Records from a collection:
[Start of section]

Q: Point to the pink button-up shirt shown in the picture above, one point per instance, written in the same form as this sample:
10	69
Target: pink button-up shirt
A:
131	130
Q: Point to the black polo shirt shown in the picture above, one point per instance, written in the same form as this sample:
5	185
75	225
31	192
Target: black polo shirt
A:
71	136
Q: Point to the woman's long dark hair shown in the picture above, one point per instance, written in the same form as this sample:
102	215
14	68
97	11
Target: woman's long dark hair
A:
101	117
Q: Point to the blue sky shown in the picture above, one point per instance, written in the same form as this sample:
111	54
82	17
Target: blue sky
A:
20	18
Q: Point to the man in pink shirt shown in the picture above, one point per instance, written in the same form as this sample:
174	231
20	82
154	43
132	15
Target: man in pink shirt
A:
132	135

[End of section]

■ **Exercise aim**: Apply a filter for "black" to the data above, then copy each line that matches.

■ **Exercise solution**:
Q: Point to the black polo shirt shown in the picture above, one point per instance, written in the same form as this sample:
Target: black polo shirt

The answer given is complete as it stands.